→ What you are asked to do: Below are some records; work out how many of their lines contain "bank" and give the number only.

[Opening Provided data section]

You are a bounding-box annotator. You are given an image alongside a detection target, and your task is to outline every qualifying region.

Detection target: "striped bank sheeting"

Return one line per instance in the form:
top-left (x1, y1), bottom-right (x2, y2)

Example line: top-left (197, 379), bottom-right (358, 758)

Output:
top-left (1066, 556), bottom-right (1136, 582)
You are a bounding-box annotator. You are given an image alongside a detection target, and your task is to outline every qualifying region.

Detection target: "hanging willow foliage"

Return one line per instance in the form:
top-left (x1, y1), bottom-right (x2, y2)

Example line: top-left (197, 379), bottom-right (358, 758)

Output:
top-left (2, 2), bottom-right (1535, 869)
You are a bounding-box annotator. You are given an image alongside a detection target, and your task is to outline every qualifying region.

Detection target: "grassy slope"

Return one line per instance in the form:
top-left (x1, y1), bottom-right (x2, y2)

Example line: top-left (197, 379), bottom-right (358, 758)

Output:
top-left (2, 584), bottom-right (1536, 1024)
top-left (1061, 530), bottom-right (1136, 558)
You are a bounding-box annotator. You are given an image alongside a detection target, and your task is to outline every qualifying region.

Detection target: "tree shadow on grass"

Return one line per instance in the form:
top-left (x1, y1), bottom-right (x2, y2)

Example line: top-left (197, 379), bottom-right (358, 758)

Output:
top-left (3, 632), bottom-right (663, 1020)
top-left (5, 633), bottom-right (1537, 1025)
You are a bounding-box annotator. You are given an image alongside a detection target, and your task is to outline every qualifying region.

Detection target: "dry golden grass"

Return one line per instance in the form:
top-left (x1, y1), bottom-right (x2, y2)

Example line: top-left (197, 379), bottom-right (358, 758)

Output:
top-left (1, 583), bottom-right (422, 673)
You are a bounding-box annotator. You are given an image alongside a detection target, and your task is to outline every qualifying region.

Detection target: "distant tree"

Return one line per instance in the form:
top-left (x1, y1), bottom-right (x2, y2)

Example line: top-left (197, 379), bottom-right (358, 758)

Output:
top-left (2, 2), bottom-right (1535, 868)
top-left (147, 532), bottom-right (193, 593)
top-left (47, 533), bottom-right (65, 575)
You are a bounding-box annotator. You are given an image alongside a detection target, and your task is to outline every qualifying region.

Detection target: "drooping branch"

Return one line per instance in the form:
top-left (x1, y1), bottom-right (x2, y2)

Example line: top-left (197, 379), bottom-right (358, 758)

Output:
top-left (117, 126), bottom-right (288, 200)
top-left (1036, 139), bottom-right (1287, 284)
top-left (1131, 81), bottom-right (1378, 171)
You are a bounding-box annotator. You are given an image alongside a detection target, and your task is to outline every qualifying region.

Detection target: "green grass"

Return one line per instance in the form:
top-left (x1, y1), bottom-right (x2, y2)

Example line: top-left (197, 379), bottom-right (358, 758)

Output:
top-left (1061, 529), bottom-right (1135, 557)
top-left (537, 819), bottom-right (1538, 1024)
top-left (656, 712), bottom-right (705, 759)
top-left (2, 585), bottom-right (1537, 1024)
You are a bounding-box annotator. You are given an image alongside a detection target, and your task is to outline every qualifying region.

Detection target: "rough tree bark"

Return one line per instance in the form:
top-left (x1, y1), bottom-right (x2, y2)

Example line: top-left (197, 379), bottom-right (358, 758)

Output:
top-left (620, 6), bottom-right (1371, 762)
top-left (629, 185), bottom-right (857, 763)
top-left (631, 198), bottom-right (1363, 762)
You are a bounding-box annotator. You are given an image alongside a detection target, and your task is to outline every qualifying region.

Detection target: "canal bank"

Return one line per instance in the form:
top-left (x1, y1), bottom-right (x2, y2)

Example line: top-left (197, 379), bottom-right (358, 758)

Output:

[Closing Provided data section]

→ Reply to the exercise: 2